__Extracted entries__.

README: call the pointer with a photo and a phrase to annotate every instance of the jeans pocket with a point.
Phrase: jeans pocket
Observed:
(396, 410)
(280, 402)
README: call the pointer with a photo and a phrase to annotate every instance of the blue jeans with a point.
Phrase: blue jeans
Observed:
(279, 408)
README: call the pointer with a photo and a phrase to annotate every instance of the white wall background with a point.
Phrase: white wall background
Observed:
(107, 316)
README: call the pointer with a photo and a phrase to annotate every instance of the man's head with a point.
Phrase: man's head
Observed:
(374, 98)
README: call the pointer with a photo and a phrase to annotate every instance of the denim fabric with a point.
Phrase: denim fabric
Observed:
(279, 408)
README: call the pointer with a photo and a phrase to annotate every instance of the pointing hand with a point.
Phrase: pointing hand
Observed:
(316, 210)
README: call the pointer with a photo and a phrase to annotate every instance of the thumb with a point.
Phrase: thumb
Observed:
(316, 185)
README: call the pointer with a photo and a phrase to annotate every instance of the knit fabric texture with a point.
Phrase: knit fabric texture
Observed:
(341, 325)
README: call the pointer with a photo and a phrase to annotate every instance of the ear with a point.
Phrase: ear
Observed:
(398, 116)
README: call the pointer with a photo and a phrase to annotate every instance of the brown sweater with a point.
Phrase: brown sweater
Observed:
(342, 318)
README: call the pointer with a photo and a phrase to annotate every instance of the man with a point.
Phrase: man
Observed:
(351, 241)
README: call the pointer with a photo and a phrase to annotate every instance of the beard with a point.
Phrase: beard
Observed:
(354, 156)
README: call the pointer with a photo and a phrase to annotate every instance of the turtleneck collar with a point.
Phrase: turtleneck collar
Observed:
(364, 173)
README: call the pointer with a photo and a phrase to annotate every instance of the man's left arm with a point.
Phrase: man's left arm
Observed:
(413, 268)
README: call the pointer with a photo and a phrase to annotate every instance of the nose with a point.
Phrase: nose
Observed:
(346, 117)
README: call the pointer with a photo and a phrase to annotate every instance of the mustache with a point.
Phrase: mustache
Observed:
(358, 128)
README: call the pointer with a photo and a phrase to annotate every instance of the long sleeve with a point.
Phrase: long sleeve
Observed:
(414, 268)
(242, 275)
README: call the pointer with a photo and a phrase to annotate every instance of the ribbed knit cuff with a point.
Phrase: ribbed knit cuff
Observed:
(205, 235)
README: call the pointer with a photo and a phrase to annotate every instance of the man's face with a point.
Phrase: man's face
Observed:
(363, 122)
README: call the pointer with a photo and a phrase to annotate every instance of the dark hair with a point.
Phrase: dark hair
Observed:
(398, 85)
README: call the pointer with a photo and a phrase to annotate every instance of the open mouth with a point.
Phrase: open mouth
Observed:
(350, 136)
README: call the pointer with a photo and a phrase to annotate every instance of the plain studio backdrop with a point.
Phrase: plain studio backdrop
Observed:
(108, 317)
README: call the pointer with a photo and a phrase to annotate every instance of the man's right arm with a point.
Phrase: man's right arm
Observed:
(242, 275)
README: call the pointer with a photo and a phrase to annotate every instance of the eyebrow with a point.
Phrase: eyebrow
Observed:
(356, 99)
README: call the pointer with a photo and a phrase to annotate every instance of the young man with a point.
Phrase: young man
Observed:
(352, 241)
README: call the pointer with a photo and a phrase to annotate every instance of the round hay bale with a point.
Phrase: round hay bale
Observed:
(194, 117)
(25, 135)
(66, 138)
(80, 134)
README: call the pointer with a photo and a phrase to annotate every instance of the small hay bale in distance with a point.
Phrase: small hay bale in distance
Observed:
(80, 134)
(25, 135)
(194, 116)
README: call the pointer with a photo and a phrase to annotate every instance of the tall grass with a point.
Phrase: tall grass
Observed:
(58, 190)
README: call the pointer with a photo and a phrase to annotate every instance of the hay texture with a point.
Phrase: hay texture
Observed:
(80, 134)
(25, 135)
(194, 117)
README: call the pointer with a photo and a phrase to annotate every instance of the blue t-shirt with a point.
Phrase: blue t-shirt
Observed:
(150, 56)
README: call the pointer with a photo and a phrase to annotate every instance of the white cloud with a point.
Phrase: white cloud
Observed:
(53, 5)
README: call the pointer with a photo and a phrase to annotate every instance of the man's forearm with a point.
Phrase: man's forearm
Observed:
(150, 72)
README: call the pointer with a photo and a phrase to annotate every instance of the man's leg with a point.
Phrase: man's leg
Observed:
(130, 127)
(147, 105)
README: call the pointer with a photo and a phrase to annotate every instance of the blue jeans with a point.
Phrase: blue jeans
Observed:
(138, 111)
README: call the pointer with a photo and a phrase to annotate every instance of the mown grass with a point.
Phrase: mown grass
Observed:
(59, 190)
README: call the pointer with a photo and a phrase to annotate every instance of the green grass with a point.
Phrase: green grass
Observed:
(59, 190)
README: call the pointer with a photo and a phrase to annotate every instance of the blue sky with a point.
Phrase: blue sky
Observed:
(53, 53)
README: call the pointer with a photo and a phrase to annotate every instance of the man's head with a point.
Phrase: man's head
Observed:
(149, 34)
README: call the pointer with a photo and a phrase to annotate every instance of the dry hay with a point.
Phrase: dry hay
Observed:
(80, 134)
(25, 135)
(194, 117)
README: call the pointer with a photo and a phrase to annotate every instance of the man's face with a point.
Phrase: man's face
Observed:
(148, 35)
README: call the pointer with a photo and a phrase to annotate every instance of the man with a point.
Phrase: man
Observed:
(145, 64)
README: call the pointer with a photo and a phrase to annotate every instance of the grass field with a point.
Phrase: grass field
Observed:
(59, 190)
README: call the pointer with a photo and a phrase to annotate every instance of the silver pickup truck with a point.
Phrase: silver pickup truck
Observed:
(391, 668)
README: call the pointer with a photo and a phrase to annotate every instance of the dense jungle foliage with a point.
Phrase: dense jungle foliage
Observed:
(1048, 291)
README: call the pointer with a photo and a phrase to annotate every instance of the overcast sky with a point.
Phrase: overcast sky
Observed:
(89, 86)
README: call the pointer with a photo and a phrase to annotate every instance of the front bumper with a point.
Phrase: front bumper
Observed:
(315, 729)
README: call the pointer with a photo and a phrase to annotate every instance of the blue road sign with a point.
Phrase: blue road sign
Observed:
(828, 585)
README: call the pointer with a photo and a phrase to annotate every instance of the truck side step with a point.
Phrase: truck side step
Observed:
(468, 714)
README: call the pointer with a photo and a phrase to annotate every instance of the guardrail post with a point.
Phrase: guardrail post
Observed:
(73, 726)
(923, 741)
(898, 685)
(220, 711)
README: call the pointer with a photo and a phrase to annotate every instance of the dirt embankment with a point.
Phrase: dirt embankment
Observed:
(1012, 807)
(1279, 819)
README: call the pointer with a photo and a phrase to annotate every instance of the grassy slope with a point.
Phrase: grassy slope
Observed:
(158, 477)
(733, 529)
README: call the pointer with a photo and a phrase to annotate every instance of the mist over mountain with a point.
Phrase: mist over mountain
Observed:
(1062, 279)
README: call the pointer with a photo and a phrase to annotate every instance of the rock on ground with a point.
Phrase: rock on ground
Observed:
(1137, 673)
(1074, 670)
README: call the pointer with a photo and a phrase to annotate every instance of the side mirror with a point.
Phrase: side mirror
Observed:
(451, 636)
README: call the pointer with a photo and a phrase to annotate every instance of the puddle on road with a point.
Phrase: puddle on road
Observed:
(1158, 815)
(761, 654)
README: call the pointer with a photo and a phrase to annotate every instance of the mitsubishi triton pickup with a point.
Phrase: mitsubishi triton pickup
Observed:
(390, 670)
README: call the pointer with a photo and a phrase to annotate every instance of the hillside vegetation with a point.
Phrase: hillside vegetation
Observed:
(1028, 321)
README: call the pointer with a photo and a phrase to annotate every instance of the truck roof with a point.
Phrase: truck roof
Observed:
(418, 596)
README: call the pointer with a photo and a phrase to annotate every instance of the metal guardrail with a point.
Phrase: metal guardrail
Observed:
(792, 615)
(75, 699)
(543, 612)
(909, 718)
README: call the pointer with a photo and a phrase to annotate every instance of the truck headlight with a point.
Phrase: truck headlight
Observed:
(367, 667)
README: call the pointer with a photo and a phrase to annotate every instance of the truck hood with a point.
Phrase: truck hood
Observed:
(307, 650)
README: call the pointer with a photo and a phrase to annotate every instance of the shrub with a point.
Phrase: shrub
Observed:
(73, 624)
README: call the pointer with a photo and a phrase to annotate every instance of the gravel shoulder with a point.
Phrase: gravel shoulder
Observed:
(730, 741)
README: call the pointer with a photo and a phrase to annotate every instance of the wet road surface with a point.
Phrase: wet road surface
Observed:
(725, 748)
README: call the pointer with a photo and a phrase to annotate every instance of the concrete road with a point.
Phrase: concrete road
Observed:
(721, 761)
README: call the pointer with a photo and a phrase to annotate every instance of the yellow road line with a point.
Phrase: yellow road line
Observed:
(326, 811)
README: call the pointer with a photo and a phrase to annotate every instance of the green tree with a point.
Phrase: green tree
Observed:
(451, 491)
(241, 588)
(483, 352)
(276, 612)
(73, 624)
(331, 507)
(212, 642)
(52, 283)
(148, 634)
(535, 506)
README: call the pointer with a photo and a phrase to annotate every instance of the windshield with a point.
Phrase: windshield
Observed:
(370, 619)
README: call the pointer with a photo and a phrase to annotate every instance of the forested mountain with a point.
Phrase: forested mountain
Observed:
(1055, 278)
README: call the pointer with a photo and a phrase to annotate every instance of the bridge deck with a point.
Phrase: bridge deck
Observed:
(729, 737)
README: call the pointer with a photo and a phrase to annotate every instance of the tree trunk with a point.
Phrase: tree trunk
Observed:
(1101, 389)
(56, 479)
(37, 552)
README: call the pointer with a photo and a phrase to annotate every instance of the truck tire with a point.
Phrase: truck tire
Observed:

__Aim of the exercise__.
Only lines holding the word "concrete" are wanted here; copy each from the listing.

__Task solution__.
README: call the pointer with a photo and a phrase to annotate every instance of the concrete road with a point.
Phrase: concrete road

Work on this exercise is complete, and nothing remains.